• Provided data:
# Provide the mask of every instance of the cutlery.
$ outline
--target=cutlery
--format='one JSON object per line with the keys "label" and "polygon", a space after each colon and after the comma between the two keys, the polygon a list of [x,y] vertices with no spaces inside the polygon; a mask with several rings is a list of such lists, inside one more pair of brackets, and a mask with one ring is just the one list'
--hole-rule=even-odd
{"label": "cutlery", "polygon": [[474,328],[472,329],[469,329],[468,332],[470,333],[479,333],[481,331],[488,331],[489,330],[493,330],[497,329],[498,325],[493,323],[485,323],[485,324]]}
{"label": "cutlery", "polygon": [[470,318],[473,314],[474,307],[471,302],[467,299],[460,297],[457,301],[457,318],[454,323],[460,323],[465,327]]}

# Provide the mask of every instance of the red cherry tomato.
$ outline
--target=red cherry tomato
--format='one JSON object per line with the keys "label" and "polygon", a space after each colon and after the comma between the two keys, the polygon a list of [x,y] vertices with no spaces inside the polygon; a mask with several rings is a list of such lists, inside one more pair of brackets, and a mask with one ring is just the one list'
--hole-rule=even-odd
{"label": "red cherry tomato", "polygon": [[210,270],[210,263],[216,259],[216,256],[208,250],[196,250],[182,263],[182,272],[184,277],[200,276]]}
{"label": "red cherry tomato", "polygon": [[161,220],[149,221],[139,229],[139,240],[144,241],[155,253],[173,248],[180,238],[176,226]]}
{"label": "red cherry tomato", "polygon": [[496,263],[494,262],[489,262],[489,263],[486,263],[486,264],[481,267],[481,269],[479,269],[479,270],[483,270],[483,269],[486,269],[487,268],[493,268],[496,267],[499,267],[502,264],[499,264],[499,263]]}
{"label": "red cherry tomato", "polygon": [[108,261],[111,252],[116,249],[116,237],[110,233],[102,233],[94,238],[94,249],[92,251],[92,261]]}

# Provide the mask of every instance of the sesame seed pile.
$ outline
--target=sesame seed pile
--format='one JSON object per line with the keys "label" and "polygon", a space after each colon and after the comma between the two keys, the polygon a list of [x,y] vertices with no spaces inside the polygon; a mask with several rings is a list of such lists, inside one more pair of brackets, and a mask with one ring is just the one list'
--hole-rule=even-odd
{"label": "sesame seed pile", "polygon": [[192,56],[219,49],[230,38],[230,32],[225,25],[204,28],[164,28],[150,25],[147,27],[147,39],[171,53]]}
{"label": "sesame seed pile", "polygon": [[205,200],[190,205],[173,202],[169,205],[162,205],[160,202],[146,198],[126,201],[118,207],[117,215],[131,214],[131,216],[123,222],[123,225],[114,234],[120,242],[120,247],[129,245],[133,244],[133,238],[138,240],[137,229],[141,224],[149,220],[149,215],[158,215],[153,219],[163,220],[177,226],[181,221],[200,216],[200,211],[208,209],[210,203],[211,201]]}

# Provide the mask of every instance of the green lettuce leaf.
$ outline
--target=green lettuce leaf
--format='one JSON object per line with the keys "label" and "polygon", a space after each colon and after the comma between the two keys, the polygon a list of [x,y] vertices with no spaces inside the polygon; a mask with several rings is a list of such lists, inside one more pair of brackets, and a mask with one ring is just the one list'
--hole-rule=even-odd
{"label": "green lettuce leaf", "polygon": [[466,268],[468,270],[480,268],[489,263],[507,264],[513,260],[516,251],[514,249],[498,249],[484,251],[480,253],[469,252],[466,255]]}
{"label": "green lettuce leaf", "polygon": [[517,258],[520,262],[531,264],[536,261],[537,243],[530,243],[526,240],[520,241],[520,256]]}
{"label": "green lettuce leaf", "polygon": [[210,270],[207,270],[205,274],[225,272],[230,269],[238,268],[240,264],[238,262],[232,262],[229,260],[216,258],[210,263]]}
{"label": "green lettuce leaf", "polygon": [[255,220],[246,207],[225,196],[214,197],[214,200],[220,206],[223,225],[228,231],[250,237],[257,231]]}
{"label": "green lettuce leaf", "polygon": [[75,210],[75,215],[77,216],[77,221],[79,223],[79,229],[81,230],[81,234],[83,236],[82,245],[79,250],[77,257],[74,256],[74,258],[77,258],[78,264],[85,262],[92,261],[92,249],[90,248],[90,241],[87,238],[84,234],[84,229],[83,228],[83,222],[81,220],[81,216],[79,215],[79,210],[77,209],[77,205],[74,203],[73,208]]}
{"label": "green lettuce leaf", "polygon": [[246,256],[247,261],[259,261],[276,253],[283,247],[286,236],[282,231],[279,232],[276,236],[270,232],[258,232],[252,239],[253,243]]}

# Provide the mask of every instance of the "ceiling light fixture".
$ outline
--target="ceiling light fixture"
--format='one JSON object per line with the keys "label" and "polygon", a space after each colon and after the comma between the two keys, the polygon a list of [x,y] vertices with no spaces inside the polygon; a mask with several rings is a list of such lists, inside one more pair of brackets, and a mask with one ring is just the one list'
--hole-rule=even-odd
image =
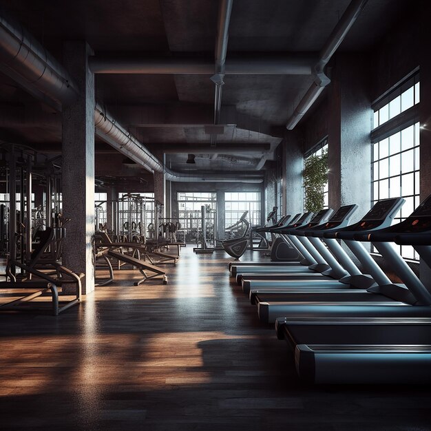
{"label": "ceiling light fixture", "polygon": [[194,154],[187,154],[187,161],[186,163],[196,163],[195,162],[195,155]]}

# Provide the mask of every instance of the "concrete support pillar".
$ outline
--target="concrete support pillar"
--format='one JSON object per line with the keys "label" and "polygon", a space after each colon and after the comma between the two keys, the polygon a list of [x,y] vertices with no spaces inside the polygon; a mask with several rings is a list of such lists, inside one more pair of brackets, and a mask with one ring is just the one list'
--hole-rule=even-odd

• What you have to do:
Copy out the material verbatim, from the line containing "# Provide the mask of every instance of the sesame" through the line containing "--target=sesame seed pile".

• Exercise result:
# Provide the mask of every instance of the sesame seed pile.
$ outline
--target=sesame seed pile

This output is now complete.